*** Opening of EXTRACT ***

A number of cases hold that under statutes similar to our own the residences of church administrators and teachers do not qualify for property tax exemption.

In International Missions, Inc. v. Borough of Lincoln Park, 87 N.J. Super. 170, 208 A.2d 431 (1965), it was held that the residence of a clergyman who functioned as an officer of an international missionary corporation was not exempt as property actually and exclusively used for religious purposes, or as a parsonage of an officiating clergyman of a religious corporation, as required by the applicable statute. The court stressed that the person occupying an exempt residence must possess some degree of permanency and must be serving the needs of a reasonably localized and established congregation. Partly because the clergyman in question was primarily an administrative officer and not a pastor or minister of a particular parish, church, or congregation, his dwelling was held not to be exempt.

In Township of Teaneck v. Lutheran Bible Institute, 20 N.J. 86, 118 A.2d 809 (1955), the court denied an exemption to homes provided by a bible institute for faculty members and their families. The fact that the faculty members maintained studies and offices in these homes so that students could seek counseling and guidance was of no avail. The homes failed to fulfill the statutory criterion that the "`buildings [be] actually and exclusively used in the work of associations and corporations organized exclusively * * * for religious * * * purposes.'" In so ruling, the court emphasized the rule of construction that all doubts are resolved against those seeking the benefit of a statutory exemption from taxation.

Similarly, in St. John Evangelical Lutheran Congregation v. Board of Appeals, 357 Ill. 69, 191 N.E. 282 (1934), the court held taxable the residence owned by a church and occupied free of rent by a teacher who sometimes tutored pupils in the residence, under a statute granting an exemption to property used "exclusively for school and religious purposes."

Worcester District Stewards New England Conference of Methodist Episcopal Church v. Assessors of Worcester, 321 Mass. 482, 73 N.E.2d 898 (1947), holds taxable a dwelling of a minister who was an administrative supervisor over a number of churches within a district, but who was not the incumbent minister of any particular church or congregation.

Even when the uses of a piece of property are highly related to the primarily exempted activity, the exemption will not apply when the statute requires "exclusive" use. In Sisterhood of Holy Nativity v. Tax Assessors, 73 R.I. 445, 57 A.2d 184 (1948), the statute exempted "buildings for free public schools, buildings for religious worship and the land on which they stand" insofar as they were occupied and used exclusively for religious or educational purposes. In that case a building used as a residence by sisters who conducted retreats for women, conferences of a religious nature, and who instructed children of the local parish church, was held subject to taxation. The court noted that the building was devoted to both secular and exempted uses. Under the canon of strict construction the court found that the exemption failed. Even though there was a high degree of religious use, the court found it not exclusively religious in nature.

*** Close of EXTRACT ***

**LIST OF TASKS:**
(a) Answer these questions about the passage on property tax exemptions for church residences:
(i) In Township of Teaneck v. Lutheran Bible Institute, who lived in the homes that were denied an exemption?
(ii) In St. John Evangelical Lutheran Congregation v. Board of Appeals, what wording did the statute use for the uses it exempted?
(iii) In Sisterhood of Holy Nativity v. Tax Assessors, what did the court note the building was devoted to?
(b) Pick up the passage on property tax exemptions for church residences after its final sentence and carry it forward.

*** Opening of EXERCISE DATA ***

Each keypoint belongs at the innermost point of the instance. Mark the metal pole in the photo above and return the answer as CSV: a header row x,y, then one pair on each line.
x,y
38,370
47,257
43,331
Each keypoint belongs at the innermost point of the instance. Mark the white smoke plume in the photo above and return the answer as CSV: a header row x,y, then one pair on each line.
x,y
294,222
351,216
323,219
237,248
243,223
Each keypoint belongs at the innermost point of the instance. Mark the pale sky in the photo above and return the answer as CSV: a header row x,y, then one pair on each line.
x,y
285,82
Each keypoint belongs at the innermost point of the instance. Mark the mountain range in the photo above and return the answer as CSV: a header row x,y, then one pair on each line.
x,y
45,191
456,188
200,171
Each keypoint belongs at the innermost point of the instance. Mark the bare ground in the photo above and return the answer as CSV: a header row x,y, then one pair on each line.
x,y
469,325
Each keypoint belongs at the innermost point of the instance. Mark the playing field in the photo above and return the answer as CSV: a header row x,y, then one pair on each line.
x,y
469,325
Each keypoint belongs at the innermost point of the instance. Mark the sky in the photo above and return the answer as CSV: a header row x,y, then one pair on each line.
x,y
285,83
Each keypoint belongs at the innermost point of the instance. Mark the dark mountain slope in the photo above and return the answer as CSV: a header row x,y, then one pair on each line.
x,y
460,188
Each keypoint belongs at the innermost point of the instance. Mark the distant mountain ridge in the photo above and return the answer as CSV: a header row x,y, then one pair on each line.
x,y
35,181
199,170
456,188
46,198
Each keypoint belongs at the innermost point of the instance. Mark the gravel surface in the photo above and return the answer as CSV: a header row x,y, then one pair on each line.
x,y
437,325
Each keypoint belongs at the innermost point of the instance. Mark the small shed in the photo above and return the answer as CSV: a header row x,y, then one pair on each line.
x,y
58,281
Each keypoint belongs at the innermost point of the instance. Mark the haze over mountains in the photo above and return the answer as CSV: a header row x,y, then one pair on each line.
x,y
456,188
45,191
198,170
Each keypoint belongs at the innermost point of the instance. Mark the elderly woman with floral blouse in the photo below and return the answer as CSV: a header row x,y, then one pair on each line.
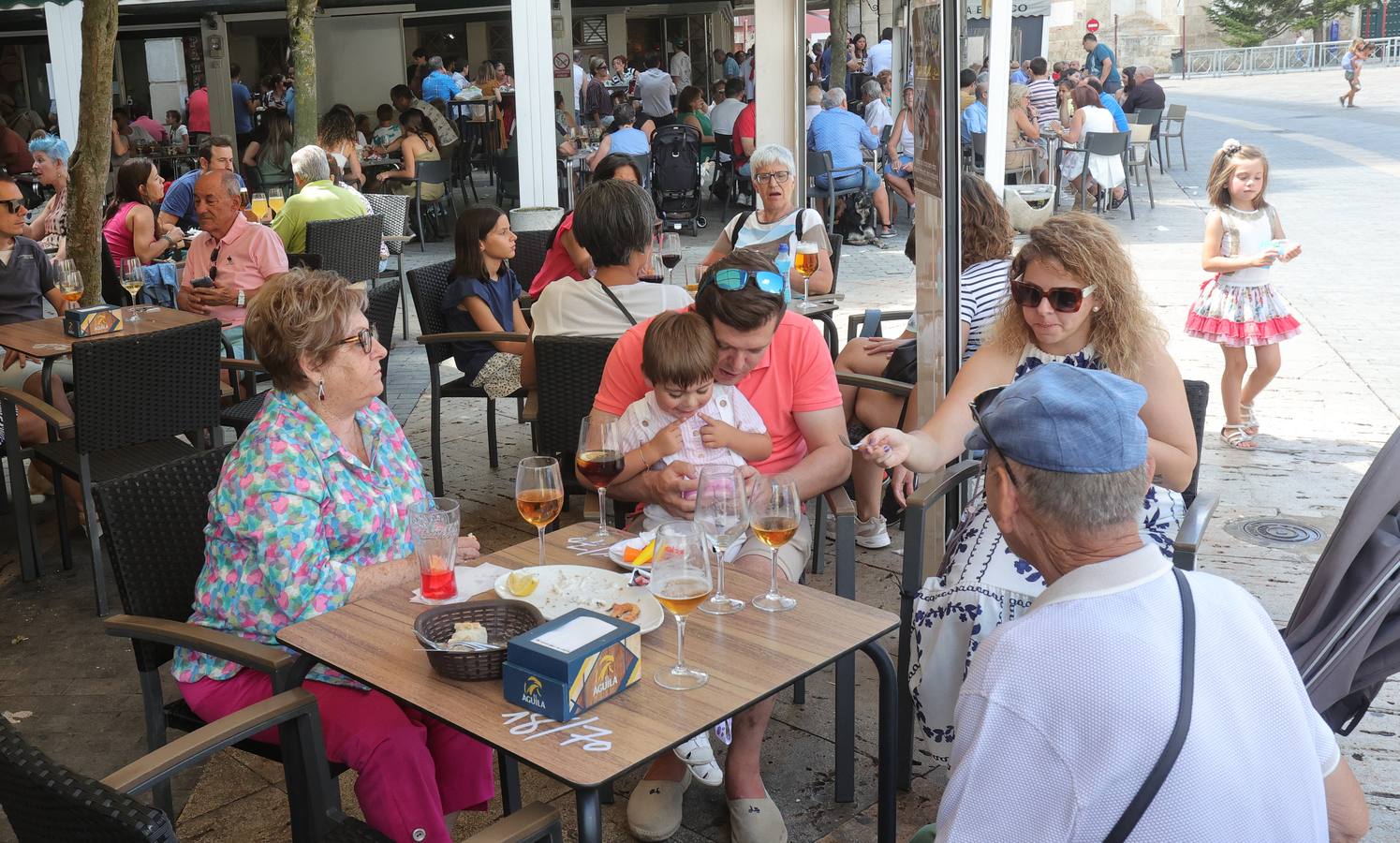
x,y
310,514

*** Close of EXERCISE DATA ***
*** Opening of EXERCISE DATA ***

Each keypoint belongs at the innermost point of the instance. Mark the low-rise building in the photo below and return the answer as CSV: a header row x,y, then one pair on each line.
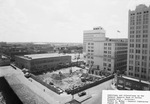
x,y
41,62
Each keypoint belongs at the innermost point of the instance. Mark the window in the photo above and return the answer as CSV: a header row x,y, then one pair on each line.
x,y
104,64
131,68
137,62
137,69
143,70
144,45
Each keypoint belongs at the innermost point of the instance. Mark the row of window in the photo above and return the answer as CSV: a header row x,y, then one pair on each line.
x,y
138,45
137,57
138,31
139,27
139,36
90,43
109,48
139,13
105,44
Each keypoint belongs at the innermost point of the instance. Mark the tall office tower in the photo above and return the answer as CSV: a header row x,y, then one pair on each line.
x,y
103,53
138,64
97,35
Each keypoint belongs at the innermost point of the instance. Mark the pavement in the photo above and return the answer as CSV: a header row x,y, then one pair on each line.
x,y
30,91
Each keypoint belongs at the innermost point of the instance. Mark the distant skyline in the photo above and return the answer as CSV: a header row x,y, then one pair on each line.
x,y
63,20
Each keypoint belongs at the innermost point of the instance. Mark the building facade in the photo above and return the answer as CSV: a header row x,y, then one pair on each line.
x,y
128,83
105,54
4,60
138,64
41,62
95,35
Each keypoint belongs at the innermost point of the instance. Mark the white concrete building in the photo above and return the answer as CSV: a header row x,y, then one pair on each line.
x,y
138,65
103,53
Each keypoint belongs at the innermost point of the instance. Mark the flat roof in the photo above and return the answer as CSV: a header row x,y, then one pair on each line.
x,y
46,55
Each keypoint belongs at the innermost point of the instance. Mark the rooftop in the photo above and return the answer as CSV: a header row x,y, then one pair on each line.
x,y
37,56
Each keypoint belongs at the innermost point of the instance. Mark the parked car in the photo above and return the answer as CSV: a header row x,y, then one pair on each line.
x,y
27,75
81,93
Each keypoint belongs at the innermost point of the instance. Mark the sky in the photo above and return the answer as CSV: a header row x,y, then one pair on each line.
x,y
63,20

*** Close of EXERCISE DATA ***

**ANSWERS PER TASK:**
(a)
(i) Faculty members of the bible institute and their families.
(ii) Property used "exclusively for school and religious purposes."
(iii) Both secular and exempted uses.

(b)
Appellee argues that the rule of interpretation should focus upon whether the property is reasonably necessary for the efficient functioning of the organization claiming the exemption. Appellee points out that there is a respectable group of cases in which courts have declared that properties reasonably and incidentally necessary to the function of the exempted activity are to be included within the tax exemption. We have examined these cases and find that they are largely distinguishable either on the facts or on the statutory *438 language which they apply. Some of these cases are highly persuasive, and they employ sound judicial technique, but we do not find them sufficient to overcome the precise terminology of our own statute or the more general policy of strict construction in interpreting tax exemptive laws.

Appellee cites Cedars of Lebanon Hospital v. Los Angeles County, supra, which has already been discussed earlier in this opinion. We find this case distinguishable on its facts and on the statutory language. In that case the court found an institutional necessity to provide living quarters for resident doctors and other members of the hospital staff. The statutory terminology was different from what we must here construe.

Serra Retreat v. Los Angeles County, 35 Cal. 2d 755, 221 P.2d 59 (1950), held that a portion of a retreat house used as living quarters for priests and lay brothers was exempt from taxation. This case is also distinguishable on its facts and on the statutory language applied. The court there found that it was vitally necessary that the priests and lay brothers live within the retreat house in order to perform their religious functions. The actual dispute in that case was over less than one-quarter of the structure, the remaining part of the structure being admittedly exempt.

Elder v. Trustees of Atlanta University, 194 Ga. 716, 22 S.E.2d 515, 143 A.L.R. 268 (1941), exempted faculty dwelling houses owned by a college and located across the street from the main campus. The statute there construed exempted all buildings "used as a college." 22 S.E.2d, at 519. Thus it was unlike the Alaska provision which we interpret in the case before us.

Appellee cites Nebraska Conference Association of Seventh Day Adventists v. Board of Equalization, 179 Neb. 326, 138 N.W.2d 455 (Neb. 1965), which exempted faculty houses, located adjacent to academic grounds on tax exempt land owned by a religious association. That case also exempted faculty houses located one-half mile from the academic grounds and occupied by faculty members. However, the school was a rural boarding school, and it was required that faculty members live on or near the campus in order to maintain the constant supervision, instruction, and counseling of students which was necessary to the functioning of the educational institution itself.

The argument presented by amicus curiae stresses heavily the point that the Alaska statute is not merely a "parsonage exemption." It is urged that the many cases which interpret a "parsonage" exemption narrowly have no bearing upon the Alaska statute, which is phrased in terms of exempting "the residence of the pastor, priest, rabbi, minister, or religious order."

As amicus curiae points out, many of the cases which are restrictive about the scope of religious tax exemptions deal with statutory language which refers to the term "parsonage" as the specific category of exemption. But there are many aspects which must be considered in interpreting these statutes other than the accidental presence or absence of the term "parsonage" as opposed to some other word.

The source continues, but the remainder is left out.